[Opening DATA TO EXAMINE section]
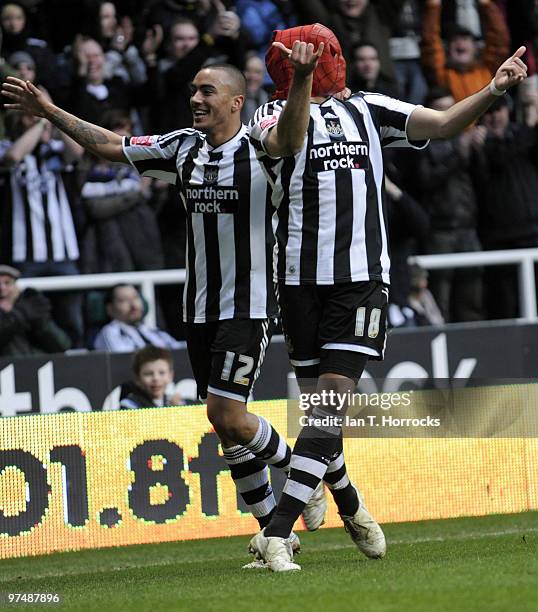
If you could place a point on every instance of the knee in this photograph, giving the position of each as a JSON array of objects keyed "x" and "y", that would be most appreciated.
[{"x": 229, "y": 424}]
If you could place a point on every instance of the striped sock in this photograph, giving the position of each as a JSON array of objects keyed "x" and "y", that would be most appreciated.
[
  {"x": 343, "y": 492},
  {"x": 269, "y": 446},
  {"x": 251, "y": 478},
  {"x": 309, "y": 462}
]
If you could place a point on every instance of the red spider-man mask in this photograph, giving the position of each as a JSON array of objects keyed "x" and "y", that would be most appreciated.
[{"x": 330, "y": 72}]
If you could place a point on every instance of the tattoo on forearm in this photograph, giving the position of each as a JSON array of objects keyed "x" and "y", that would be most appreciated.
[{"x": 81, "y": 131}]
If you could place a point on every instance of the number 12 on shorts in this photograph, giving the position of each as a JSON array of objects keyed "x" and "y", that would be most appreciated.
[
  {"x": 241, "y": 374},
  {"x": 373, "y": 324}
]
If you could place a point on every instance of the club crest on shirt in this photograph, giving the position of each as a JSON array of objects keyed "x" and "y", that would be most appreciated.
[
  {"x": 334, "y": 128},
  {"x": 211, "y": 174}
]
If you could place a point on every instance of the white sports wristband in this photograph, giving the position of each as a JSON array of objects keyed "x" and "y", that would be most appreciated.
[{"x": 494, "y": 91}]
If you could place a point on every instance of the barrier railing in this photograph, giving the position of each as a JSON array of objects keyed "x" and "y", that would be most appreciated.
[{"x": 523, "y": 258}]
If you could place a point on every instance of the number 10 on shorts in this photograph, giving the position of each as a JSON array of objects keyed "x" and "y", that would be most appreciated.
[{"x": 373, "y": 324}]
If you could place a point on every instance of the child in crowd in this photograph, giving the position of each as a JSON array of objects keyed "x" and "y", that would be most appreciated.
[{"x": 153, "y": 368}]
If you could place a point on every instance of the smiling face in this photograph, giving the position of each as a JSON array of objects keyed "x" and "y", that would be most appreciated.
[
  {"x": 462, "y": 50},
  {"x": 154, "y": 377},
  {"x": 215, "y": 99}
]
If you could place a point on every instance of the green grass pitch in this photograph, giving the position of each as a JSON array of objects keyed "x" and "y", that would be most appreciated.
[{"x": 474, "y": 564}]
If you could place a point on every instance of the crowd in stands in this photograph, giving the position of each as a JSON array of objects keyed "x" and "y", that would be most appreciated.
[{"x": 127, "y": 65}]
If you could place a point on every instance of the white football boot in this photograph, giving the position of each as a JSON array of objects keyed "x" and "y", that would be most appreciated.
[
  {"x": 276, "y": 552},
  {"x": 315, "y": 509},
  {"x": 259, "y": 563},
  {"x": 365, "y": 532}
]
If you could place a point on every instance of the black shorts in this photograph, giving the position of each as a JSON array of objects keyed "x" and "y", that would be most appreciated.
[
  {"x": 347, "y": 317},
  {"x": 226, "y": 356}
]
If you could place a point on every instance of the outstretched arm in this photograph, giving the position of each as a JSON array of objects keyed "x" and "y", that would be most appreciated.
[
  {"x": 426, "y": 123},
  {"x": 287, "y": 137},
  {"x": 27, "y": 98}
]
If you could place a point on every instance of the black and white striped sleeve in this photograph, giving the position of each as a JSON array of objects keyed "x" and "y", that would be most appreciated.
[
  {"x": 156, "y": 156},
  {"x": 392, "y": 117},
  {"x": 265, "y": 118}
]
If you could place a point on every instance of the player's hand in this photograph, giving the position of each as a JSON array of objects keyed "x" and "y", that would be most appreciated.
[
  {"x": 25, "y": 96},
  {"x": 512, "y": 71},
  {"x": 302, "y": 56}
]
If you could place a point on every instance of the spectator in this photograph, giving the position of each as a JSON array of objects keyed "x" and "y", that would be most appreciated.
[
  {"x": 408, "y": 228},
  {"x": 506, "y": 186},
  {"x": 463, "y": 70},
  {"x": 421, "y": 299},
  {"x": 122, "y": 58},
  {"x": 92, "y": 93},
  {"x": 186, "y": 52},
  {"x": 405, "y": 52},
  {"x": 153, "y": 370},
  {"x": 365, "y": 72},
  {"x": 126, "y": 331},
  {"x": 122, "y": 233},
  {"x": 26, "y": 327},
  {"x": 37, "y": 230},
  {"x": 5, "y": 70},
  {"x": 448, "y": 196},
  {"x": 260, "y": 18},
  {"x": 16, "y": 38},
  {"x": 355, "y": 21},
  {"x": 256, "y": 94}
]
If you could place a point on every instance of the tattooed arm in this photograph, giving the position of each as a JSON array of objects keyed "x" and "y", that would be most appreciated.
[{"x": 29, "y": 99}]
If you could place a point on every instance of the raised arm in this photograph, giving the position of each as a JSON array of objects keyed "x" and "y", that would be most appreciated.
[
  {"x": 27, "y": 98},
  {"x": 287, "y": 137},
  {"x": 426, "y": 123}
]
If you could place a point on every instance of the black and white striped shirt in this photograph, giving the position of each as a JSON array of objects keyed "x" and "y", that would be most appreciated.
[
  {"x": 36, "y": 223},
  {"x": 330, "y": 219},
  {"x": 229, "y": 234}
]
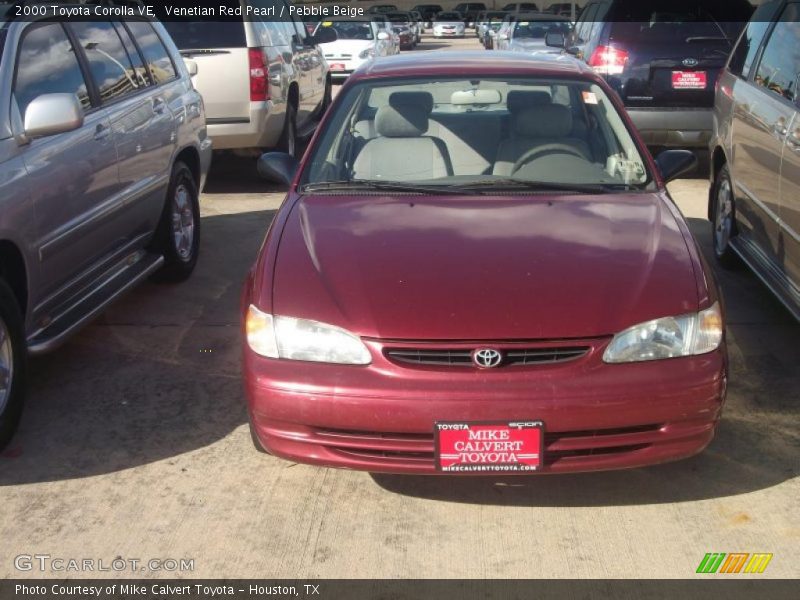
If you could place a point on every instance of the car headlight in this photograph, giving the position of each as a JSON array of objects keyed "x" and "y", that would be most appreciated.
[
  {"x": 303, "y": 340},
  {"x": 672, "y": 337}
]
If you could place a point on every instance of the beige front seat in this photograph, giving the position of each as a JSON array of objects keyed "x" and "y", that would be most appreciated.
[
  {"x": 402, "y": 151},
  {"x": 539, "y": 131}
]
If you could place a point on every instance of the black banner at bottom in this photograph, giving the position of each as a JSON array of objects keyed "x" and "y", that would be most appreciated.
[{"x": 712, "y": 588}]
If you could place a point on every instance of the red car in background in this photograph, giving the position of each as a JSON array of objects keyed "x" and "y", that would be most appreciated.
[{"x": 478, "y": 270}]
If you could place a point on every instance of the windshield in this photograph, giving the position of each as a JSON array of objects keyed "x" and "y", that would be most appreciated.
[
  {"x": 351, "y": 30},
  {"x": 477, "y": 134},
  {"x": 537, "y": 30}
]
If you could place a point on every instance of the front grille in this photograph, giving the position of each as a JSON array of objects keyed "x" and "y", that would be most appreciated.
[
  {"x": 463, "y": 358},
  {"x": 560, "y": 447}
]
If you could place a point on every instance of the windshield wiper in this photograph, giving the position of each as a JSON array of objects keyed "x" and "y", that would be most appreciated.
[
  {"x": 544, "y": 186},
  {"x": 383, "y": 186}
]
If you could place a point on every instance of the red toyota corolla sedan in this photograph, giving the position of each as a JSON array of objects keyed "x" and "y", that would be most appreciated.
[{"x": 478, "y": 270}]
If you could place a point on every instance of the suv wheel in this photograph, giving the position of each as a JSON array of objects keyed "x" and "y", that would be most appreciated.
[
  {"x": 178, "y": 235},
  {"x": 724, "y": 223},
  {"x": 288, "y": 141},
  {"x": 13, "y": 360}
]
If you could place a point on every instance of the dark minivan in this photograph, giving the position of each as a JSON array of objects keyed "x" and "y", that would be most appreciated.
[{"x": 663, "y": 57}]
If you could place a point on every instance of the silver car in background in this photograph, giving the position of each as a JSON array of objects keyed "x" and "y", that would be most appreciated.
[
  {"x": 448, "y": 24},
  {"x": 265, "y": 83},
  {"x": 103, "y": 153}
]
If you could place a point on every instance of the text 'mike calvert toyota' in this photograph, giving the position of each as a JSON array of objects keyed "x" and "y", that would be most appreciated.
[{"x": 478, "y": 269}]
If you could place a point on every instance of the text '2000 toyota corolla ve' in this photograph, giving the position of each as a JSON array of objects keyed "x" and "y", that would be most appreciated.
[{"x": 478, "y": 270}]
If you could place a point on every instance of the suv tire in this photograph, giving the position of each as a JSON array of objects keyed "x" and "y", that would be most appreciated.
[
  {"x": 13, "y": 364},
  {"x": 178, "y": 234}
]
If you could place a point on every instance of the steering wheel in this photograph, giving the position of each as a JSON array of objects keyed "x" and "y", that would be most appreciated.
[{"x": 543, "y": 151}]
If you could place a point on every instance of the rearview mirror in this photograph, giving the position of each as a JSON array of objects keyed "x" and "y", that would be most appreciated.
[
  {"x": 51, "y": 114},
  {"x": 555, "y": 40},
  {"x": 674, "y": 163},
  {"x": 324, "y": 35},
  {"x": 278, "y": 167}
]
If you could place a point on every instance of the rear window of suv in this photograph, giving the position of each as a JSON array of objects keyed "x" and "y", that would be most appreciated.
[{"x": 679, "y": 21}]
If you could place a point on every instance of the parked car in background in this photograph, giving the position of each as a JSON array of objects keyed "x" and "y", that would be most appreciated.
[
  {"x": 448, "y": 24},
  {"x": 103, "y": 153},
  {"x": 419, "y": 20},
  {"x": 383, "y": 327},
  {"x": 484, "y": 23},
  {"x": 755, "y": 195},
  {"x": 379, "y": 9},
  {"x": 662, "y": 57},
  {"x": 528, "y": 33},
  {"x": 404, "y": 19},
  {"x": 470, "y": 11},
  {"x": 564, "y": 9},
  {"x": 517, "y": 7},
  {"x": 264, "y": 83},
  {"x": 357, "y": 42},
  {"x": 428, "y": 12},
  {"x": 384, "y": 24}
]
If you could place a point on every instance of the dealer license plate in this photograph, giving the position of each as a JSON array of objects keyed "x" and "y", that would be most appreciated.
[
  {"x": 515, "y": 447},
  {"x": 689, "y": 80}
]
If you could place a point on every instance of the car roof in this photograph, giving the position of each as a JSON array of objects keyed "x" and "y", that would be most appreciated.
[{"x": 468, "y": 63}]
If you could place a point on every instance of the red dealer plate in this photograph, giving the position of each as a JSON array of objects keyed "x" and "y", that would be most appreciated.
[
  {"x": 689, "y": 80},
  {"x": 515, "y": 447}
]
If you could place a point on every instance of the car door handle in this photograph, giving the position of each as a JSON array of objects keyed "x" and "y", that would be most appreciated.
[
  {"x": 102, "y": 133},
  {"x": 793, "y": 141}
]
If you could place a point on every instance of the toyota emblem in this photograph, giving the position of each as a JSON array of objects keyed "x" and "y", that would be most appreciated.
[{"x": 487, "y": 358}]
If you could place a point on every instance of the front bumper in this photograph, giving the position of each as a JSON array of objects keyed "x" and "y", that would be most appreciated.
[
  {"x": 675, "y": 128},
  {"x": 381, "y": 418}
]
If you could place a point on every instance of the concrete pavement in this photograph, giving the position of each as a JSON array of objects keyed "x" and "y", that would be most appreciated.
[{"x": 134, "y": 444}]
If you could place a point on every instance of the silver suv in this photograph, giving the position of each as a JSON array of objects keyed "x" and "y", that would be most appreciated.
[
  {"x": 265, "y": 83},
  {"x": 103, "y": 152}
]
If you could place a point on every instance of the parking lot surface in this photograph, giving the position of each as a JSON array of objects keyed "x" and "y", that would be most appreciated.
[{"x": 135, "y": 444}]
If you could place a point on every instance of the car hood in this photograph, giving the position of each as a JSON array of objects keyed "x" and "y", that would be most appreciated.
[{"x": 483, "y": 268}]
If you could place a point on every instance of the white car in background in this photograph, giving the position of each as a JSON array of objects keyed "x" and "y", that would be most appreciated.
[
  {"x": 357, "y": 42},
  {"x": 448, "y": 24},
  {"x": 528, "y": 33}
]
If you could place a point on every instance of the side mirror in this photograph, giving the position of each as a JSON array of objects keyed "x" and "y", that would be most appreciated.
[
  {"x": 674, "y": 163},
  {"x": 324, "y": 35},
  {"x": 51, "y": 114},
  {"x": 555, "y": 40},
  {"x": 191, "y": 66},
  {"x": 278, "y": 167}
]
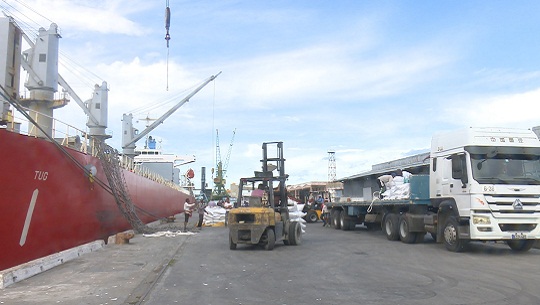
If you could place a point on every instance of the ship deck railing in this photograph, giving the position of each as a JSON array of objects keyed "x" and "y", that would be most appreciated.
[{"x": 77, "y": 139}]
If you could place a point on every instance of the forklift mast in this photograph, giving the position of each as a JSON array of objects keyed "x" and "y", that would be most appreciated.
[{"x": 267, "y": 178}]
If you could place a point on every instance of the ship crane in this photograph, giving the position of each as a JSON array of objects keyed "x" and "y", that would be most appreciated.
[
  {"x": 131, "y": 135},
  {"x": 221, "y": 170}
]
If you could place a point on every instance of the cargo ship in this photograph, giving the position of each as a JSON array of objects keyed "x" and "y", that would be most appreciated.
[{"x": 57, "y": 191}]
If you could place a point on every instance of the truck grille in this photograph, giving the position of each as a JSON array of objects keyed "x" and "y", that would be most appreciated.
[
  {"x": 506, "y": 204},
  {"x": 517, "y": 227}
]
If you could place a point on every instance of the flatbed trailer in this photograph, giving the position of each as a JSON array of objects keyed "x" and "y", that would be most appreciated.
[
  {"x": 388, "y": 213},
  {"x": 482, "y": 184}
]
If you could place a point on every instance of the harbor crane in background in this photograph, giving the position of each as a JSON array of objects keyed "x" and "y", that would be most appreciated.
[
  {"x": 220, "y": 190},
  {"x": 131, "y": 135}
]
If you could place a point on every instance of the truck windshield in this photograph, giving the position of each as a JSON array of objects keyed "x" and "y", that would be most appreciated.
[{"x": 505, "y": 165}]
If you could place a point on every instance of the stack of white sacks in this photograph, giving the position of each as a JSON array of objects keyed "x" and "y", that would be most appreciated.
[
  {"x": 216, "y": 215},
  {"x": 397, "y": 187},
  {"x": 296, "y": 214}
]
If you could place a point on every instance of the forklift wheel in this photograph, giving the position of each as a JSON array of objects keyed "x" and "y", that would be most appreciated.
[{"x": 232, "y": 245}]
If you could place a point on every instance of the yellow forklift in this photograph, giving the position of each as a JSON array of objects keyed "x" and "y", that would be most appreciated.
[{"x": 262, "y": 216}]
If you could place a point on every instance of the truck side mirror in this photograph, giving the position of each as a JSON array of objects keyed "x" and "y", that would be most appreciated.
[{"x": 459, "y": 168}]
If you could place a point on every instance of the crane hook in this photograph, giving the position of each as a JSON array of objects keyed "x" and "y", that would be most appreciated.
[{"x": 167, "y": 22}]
[Closing DATA TO EXAMINE section]
Each line from the one containing "of the crane" down to the last line of the material above is to be transcribed exactly, with nothing else included.

If you could place a point on every instance of the crane hook in this photograph, giving the position of each as a JSON array of objects keyed "x" and "y", that would be most appreciated.
[{"x": 167, "y": 22}]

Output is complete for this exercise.